[Record set Boundary: Start]
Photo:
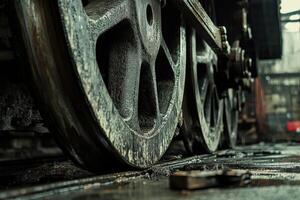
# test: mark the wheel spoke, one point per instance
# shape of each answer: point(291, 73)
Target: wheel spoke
point(204, 89)
point(104, 15)
point(168, 54)
point(148, 105)
point(208, 105)
point(123, 80)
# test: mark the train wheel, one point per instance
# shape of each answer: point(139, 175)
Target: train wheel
point(110, 74)
point(202, 107)
point(231, 111)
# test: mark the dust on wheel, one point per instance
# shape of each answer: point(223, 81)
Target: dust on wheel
point(203, 107)
point(110, 79)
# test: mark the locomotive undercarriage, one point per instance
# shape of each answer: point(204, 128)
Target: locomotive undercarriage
point(117, 80)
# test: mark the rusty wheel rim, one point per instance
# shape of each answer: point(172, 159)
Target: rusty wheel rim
point(132, 78)
point(203, 109)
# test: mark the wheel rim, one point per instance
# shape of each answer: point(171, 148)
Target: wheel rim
point(139, 119)
point(204, 133)
point(231, 118)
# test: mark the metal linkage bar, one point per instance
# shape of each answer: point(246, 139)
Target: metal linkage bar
point(215, 36)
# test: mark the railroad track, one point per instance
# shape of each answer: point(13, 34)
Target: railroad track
point(270, 165)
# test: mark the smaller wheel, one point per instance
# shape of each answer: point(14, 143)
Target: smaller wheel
point(202, 107)
point(231, 110)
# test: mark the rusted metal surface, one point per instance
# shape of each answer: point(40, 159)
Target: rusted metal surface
point(203, 107)
point(97, 102)
point(213, 35)
point(274, 166)
point(192, 180)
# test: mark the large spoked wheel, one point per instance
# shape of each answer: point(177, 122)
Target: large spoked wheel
point(231, 111)
point(203, 108)
point(110, 74)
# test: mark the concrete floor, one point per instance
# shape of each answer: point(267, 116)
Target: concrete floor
point(275, 175)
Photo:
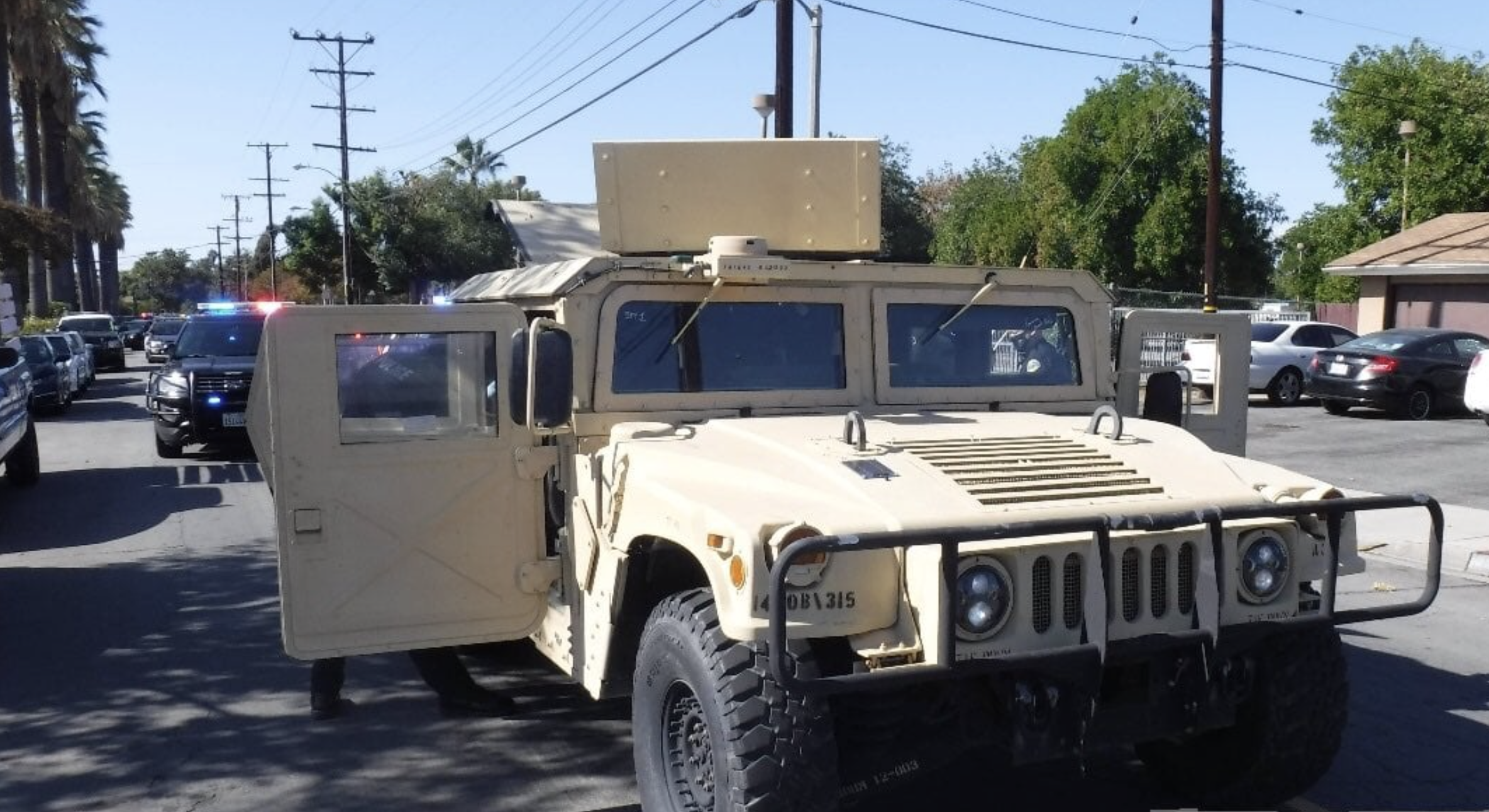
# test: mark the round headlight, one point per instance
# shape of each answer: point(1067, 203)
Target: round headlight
point(170, 386)
point(983, 598)
point(1265, 564)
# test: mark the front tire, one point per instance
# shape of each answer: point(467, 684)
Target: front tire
point(1419, 403)
point(25, 466)
point(714, 731)
point(1285, 735)
point(1285, 388)
point(1336, 407)
point(166, 451)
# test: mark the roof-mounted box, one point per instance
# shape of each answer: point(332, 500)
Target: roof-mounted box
point(803, 195)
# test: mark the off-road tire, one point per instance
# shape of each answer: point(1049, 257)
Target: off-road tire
point(1419, 403)
point(166, 451)
point(1285, 387)
point(1285, 735)
point(714, 731)
point(23, 468)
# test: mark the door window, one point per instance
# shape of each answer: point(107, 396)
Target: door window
point(416, 386)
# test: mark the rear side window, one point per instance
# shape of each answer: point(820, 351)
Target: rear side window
point(1269, 331)
point(727, 347)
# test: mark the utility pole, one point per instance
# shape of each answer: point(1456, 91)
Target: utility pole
point(268, 194)
point(223, 290)
point(237, 240)
point(346, 165)
point(1212, 200)
point(783, 67)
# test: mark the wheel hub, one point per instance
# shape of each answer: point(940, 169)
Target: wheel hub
point(689, 749)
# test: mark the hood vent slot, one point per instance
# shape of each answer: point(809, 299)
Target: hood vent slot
point(1029, 470)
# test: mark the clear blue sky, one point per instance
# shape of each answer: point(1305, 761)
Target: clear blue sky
point(191, 82)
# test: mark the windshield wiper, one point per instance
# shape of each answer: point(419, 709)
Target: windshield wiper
point(718, 286)
point(989, 285)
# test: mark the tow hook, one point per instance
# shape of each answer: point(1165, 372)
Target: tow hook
point(1035, 704)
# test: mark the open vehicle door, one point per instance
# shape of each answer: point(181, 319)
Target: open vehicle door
point(1148, 341)
point(404, 517)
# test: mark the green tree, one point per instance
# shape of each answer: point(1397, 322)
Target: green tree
point(986, 216)
point(313, 249)
point(1449, 102)
point(1119, 191)
point(169, 282)
point(1317, 238)
point(904, 225)
point(472, 161)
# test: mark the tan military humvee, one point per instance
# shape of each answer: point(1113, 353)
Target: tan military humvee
point(826, 521)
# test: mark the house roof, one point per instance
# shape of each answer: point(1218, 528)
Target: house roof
point(1451, 244)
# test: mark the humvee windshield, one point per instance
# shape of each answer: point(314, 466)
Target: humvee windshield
point(989, 346)
point(729, 347)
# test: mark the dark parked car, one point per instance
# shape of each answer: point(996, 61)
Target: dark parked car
point(100, 334)
point(1414, 372)
point(201, 393)
point(133, 332)
point(51, 381)
point(18, 449)
point(161, 336)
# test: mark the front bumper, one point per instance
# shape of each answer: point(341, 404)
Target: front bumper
point(209, 414)
point(1085, 662)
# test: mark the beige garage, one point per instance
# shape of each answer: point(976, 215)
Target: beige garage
point(1431, 275)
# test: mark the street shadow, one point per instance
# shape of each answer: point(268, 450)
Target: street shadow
point(166, 677)
point(84, 508)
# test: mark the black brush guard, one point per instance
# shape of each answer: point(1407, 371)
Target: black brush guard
point(1101, 527)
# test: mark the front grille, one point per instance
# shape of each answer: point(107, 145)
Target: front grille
point(1041, 594)
point(1159, 582)
point(223, 384)
point(1032, 469)
point(1186, 578)
point(1071, 591)
point(1129, 585)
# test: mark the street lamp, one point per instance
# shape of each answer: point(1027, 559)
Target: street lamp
point(764, 104)
point(346, 231)
point(1406, 131)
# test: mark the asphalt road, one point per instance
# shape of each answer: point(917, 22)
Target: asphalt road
point(140, 667)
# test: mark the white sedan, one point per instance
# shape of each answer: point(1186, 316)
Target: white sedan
point(1476, 388)
point(1280, 353)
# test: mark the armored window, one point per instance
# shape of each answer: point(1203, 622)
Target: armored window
point(988, 346)
point(416, 386)
point(729, 347)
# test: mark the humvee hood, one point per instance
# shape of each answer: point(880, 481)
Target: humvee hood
point(924, 470)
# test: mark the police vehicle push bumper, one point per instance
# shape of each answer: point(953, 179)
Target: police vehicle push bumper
point(1056, 696)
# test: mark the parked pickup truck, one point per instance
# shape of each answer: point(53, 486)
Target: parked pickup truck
point(18, 451)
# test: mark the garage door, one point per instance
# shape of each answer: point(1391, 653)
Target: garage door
point(1463, 307)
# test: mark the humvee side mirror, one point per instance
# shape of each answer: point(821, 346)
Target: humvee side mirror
point(551, 375)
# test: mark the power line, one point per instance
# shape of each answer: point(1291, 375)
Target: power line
point(438, 123)
point(1075, 27)
point(237, 243)
point(583, 79)
point(343, 146)
point(268, 195)
point(743, 11)
point(1296, 11)
point(1007, 41)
[Record set Boundary: End]
> How to complete this task
Set down exactly the lines of the data above, beginning with the line that has "# shape of each answer: point(223, 81)" and ending with the line that has "# test: mark the rusty", and no others.

> Output for this exercise
# shape of each answer: point(223, 81)
Target: dust on wheel
point(203, 107)
point(110, 79)
# test: mark the locomotive undercarriage, one point per instance
# shape of each answer: point(204, 128)
Target: locomotive undercarriage
point(117, 80)
# test: mark the rusty wheel rim, one point per instance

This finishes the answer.